Bloc de texte
Zátopek

E mil Zátopek (1922 – 2000) est considéré à juste titre comme un des plus grands coureurs de fond de l’histoire de l’athlétisme. Son triplé inégalé (5000, 10000 mètres et marathon) réalisé au JO d’Helsinki en 1952 avait profondément marqué les esprits. Pour atteindre de tels résultats, il a développé tout au long de sa carrière de nombreuses techniques d’entraînement innovantes qui sont encore utilisées actuellement. Esprit libre dans un corps d’acier, il a aussi dû s’accommoder de la situation politique de son pays n’hésitant pas à tenir tête à un Parti Communiste tout puissant.

C’est à ce héros national que Jan Novák et Jaromir 99 se sont intéressés. Biographie appliquée au design soigné, Zátopek se concentre exclusivement sur la première moitié de l’existence du sportif. Sa naissance dans un monde d’avant la découverte de la pénicilline où la moindre infection pouvait se révéler fatale, le développement de sa passion – son obsession serait plus juste – pour la course à pied et les premières victoires. Cette plongée dans l’Europe Centrale de l'entre-deux-guerres se montre excellente. En quelques scènes bien choisies, le scénariste réussit à retranscrire l’atmosphère générale d’une époque tout en présentant un portrait convaincant d’un homme en devenir. La peur de la maladie, de l’échec, les efforts et les sacrifices nécessaires pour se surpasser ; ces éléments sont omniprésents et angoissants, alors que la ligne d’arrivée est à peine en vue.

Consigne
Recopiez intégralement le texte sur Zátopek ci-dessus, sans y changer un seul mot.

(Enregistrements issus d'un jeu de données)

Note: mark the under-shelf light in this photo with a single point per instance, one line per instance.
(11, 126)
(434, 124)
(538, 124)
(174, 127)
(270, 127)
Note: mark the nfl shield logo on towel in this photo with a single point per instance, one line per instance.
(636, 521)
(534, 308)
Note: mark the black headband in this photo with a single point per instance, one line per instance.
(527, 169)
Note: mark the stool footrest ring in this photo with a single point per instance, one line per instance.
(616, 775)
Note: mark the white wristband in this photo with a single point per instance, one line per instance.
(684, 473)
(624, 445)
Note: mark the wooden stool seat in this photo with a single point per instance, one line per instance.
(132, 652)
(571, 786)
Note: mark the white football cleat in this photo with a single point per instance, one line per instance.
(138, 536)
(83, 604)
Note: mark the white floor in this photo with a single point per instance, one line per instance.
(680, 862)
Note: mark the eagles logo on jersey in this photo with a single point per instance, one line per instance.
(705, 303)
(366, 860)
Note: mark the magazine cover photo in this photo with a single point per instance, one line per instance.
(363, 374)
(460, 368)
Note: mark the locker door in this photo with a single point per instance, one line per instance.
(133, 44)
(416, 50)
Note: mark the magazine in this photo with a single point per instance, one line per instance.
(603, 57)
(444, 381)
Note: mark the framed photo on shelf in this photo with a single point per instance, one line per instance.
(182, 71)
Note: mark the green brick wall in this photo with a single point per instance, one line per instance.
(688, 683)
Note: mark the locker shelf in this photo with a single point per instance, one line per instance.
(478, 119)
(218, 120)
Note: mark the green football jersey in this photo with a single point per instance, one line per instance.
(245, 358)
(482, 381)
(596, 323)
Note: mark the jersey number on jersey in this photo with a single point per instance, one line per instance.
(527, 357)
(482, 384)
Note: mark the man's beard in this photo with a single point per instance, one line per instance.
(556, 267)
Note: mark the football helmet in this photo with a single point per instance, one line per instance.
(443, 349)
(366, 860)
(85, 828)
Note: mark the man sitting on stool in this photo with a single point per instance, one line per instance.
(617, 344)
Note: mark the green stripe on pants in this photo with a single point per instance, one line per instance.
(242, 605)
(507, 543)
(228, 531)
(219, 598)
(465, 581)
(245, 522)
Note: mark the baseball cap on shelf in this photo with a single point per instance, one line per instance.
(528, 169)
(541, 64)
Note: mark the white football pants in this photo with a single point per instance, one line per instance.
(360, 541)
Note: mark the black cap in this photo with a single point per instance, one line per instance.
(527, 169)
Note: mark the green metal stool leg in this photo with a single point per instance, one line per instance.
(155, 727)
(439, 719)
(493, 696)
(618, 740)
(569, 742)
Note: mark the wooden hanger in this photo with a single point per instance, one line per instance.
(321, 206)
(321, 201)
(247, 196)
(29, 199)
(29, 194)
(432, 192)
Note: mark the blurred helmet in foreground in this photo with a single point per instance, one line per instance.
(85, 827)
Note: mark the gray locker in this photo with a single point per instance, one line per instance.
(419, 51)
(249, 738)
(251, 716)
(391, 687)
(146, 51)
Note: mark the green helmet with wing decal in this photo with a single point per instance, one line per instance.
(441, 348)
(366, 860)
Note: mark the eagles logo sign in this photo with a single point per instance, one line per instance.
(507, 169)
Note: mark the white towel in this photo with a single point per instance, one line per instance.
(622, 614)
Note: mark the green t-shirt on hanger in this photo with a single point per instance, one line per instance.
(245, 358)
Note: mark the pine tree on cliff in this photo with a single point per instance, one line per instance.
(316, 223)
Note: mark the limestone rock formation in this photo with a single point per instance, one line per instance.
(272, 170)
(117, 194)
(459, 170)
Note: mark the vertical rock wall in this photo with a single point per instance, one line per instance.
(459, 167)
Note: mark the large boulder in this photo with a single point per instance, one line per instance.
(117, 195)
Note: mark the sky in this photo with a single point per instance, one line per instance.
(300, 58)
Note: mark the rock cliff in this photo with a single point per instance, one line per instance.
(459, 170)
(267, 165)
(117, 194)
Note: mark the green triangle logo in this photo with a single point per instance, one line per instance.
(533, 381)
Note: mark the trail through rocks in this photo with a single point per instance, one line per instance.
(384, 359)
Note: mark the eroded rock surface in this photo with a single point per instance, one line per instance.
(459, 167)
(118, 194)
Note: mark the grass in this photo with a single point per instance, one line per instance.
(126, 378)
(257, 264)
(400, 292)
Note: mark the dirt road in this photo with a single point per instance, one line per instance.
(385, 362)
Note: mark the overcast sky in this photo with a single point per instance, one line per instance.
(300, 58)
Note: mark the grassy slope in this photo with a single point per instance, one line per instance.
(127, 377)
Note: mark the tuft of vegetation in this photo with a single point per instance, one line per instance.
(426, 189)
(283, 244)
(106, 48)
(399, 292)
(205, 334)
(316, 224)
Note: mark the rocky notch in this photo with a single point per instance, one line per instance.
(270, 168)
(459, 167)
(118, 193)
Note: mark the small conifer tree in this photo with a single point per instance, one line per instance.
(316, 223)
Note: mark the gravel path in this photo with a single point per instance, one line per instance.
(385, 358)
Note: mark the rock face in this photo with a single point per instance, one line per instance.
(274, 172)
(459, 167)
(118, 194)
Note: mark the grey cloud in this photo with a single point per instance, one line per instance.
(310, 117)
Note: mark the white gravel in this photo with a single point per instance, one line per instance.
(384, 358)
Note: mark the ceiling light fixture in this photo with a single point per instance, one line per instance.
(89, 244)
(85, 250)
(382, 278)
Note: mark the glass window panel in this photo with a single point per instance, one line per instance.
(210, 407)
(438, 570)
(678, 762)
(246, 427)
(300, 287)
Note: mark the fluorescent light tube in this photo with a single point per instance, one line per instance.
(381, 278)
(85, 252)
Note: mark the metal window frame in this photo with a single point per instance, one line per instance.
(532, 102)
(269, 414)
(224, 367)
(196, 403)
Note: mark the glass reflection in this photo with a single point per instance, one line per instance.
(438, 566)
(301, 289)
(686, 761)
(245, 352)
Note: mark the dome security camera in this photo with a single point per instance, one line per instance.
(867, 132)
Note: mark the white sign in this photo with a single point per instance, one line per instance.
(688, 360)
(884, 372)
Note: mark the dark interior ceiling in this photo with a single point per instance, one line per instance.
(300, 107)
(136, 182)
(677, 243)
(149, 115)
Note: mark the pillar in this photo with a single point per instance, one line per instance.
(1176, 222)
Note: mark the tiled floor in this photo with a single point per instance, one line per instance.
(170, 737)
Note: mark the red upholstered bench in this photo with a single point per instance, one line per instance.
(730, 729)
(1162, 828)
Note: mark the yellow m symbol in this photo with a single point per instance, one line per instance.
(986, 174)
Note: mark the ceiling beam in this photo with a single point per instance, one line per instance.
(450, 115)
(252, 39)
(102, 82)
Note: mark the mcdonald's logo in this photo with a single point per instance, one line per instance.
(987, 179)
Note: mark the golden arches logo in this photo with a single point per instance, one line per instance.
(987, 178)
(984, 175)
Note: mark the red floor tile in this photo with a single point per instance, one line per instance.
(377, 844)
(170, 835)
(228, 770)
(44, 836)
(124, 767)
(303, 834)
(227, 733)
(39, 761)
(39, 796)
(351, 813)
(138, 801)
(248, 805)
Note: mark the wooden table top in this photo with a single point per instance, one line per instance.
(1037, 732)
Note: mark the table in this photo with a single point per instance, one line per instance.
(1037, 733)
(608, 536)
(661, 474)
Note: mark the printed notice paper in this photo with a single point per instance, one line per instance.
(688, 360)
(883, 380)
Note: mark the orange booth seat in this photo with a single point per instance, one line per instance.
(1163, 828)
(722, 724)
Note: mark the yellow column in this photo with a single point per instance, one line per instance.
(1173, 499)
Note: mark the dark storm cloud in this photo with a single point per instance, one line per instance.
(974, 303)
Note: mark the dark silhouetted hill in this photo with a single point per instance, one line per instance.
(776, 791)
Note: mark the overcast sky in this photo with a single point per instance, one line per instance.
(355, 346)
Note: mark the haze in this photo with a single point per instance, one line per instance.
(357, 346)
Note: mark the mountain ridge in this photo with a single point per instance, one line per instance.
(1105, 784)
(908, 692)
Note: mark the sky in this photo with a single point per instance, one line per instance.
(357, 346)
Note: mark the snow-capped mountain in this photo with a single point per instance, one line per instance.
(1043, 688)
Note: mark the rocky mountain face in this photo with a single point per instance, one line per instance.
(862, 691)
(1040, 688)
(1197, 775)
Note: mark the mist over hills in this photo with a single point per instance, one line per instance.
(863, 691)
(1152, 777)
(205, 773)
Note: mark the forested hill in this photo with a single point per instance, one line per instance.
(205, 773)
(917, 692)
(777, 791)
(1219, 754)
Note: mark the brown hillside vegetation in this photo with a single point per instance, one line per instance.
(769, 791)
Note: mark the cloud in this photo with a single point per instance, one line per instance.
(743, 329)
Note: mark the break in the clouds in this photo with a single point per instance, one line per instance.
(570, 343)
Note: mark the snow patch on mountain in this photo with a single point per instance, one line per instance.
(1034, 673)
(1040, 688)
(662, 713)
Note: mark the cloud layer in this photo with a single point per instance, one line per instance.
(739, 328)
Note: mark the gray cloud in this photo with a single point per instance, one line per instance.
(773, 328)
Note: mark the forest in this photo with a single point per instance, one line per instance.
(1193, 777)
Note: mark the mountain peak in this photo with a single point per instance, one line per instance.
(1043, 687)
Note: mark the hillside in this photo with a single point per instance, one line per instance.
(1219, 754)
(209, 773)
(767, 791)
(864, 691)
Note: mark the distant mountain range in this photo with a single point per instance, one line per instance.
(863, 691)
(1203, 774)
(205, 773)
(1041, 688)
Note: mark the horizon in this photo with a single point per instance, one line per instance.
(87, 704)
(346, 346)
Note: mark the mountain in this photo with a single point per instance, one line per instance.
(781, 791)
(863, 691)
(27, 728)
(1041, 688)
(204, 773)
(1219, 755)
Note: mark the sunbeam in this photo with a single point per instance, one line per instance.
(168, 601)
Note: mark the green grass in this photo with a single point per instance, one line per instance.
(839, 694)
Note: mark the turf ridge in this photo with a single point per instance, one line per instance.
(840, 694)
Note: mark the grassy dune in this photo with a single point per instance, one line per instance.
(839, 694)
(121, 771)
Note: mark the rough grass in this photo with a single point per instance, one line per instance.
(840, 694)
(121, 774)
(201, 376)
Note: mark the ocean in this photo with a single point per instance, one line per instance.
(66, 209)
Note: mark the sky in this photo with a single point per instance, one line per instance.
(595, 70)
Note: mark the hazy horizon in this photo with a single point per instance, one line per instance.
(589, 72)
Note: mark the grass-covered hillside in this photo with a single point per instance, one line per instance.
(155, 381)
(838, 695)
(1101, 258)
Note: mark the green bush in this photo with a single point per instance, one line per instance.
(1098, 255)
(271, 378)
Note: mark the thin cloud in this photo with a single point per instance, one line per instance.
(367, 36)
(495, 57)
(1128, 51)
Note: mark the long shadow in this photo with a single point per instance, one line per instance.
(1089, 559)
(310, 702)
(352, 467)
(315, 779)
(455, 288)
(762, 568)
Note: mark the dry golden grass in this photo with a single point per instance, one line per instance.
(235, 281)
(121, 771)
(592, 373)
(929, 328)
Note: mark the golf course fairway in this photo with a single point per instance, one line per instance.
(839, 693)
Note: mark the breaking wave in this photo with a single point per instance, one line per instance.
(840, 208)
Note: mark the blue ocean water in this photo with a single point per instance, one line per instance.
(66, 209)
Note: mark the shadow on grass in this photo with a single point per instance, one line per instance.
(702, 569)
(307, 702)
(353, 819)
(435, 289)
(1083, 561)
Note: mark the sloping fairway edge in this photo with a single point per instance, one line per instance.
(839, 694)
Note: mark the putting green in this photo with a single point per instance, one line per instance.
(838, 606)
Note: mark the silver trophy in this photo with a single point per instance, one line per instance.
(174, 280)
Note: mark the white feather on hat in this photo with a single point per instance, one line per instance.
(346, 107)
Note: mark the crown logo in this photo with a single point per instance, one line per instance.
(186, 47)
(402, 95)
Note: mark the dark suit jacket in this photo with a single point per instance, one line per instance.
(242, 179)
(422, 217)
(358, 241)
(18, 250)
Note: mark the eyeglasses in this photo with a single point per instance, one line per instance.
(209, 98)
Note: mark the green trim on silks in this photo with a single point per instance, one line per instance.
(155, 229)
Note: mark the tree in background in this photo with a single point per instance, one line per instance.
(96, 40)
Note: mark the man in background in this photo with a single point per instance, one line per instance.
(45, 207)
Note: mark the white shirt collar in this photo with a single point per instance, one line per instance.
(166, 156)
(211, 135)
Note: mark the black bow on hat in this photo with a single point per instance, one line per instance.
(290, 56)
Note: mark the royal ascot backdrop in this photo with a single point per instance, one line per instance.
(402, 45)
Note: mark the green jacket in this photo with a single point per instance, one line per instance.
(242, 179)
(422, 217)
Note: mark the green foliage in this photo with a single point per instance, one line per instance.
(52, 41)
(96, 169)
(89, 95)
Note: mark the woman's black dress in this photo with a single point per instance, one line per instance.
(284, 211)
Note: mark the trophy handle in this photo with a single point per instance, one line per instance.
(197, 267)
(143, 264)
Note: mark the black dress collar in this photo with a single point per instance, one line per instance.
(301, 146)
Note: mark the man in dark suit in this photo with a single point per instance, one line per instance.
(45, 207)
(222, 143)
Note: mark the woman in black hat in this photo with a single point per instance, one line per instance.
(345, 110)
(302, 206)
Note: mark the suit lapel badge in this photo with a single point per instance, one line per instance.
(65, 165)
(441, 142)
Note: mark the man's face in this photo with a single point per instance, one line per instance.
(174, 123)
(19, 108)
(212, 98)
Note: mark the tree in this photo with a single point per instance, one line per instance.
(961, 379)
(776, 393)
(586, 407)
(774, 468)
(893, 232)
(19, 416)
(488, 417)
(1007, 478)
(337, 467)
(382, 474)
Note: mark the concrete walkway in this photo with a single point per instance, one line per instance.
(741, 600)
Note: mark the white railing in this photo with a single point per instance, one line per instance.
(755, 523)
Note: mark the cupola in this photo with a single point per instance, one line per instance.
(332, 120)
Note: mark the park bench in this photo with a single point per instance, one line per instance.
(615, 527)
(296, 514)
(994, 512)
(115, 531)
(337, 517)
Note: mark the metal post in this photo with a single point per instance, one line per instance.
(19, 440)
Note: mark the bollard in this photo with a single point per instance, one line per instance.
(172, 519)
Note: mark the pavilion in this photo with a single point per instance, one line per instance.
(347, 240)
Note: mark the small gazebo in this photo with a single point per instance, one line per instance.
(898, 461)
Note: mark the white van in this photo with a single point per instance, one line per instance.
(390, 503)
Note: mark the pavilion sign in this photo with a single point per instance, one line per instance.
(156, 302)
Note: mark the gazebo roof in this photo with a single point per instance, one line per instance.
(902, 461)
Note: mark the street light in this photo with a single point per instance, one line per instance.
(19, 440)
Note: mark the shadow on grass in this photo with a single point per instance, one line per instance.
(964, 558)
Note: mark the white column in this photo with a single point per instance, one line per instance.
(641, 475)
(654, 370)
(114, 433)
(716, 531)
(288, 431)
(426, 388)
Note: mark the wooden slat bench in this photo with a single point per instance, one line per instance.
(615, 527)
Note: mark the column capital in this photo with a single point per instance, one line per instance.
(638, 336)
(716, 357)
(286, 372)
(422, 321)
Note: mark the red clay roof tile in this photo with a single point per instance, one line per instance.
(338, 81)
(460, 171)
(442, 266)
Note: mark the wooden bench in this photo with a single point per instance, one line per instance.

Corrigé
Zátopek

E mil Zátopek (1922 – 2000) est considéré à juste titre comme un des plus grands coureurs de fond de l’histoire de l’athlétisme. Son triplé inégalé (5000, 10000 mètres et marathon) réalisé au JO d’Helsinki en 1952 avait profondément marqué les esprits. Pour atteindre de tels résultats, il a développé tout au long de sa carrière de nombreuses techniques d’entraînement innovantes qui sont encore utilisées actuellement. Esprit libre dans un corps d’acier, il a aussi dû s’accommoder de la situation politique de son pays n’hésitant pas à tenir tête à un Parti Communiste tout puissant.

C’est à ce héros national que Jan Novák et Jaromir 99 se sont intéressés. Biographie appliquée au design soigné, Zátopek se concentre exclusivement sur la première moitié de l’existence du sportif. Sa naissance dans un monde d’avant la découverte de la pénicilline où la moindre infection pouvait se révéler fatale, le développement de sa passion – son obsession serait plus juste – pour la course à pied et les premières victoires. Cette plongée dans l’Europe Centrale de l'entre-deux-guerres se montre excellente. En quelques scènes bien choisies, le scénariste réussit à retranscrire l’atmosphère générale d’une époque tout en présentant un portrait convaincant d’un homme en devenir. La peur de la maladie, de l’échec, les efforts et les sacrifices nécessaires pour se surpasser ; ces éléments sont omniprésents et angoissants, alors que la ligne d’arrivée est à peine en vue.